**Aim of the exercise**
Copy the following entries line for line, without any changes.

________________________________________

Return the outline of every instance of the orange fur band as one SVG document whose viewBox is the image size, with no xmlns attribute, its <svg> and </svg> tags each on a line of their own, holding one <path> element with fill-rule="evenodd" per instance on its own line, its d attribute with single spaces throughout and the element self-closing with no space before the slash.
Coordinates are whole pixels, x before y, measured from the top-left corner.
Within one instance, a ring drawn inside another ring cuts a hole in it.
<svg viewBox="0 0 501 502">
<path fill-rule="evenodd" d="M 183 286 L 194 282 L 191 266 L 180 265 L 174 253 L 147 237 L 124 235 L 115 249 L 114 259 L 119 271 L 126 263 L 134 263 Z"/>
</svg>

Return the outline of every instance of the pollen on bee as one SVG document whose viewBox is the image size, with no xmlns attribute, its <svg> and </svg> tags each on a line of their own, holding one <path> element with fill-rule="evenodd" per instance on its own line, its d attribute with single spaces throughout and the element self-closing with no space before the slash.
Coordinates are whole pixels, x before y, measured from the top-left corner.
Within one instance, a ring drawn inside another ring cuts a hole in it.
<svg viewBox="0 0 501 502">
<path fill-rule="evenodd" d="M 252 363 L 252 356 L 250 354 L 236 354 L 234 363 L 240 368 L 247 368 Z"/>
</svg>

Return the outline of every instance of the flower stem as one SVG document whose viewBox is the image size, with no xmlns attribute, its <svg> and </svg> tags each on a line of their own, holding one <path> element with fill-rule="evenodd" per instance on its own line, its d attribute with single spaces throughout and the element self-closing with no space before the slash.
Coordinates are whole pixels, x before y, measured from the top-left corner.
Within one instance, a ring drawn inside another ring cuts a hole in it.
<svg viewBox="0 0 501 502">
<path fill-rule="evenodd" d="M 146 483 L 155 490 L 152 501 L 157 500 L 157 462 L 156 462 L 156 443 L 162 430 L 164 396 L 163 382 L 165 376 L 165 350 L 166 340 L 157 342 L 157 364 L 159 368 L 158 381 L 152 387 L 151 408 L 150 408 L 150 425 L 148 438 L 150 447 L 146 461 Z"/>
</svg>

________________________________________

**Worked answer**
Return the outline of every instance of the orange fur band as one SVG document whose viewBox is the image size, with no xmlns attribute, its <svg> and </svg> tags each on a line of their own, holding one <path> element with fill-rule="evenodd" per instance on its own line, its d attribute with single spaces throughout and the element self-closing with no space before the slash.
Coordinates are whole pixels, x before y, measured from the top-left corner.
Within one instance, a ring drawn inside another ring cuts a hole in it.
<svg viewBox="0 0 501 502">
<path fill-rule="evenodd" d="M 183 286 L 194 282 L 191 266 L 180 265 L 174 253 L 147 237 L 124 235 L 115 249 L 114 259 L 119 271 L 126 263 L 134 263 Z"/>
</svg>

Return the outline of every instance of the pollen on bee as one SVG document whose viewBox is the image size, with no xmlns attribute, its <svg> and </svg> tags each on a line of their own, holding one <path> element with fill-rule="evenodd" per instance on its own line, its d attribute with single spaces throughout and the element self-closing with no space before the slash.
Coordinates are whole pixels, x before y, measured from the top-left corner.
Within one instance, a ring drawn inside another ring cuts a hole in it.
<svg viewBox="0 0 501 502">
<path fill-rule="evenodd" d="M 252 363 L 252 356 L 250 354 L 236 354 L 234 363 L 240 368 L 247 368 Z"/>
</svg>

Return the outline of every instance of the flower stem as one SVG document whose viewBox is the image size, with no xmlns attribute, its <svg> and </svg> tags each on a line of their own, holding one <path> element with fill-rule="evenodd" per instance on its own line, its d attribute with single spaces throughout and the element self-closing with no space before the slash.
Coordinates are whole pixels, x before y, measured from the top-left corner.
Within one instance, a ring drawn inside another ring cuts a hole in it.
<svg viewBox="0 0 501 502">
<path fill-rule="evenodd" d="M 146 483 L 155 490 L 152 501 L 157 500 L 157 462 L 156 462 L 156 443 L 162 430 L 164 396 L 163 382 L 165 376 L 165 350 L 166 340 L 157 342 L 157 364 L 159 368 L 158 381 L 152 387 L 151 408 L 150 408 L 150 425 L 148 438 L 150 447 L 146 461 Z"/>
</svg>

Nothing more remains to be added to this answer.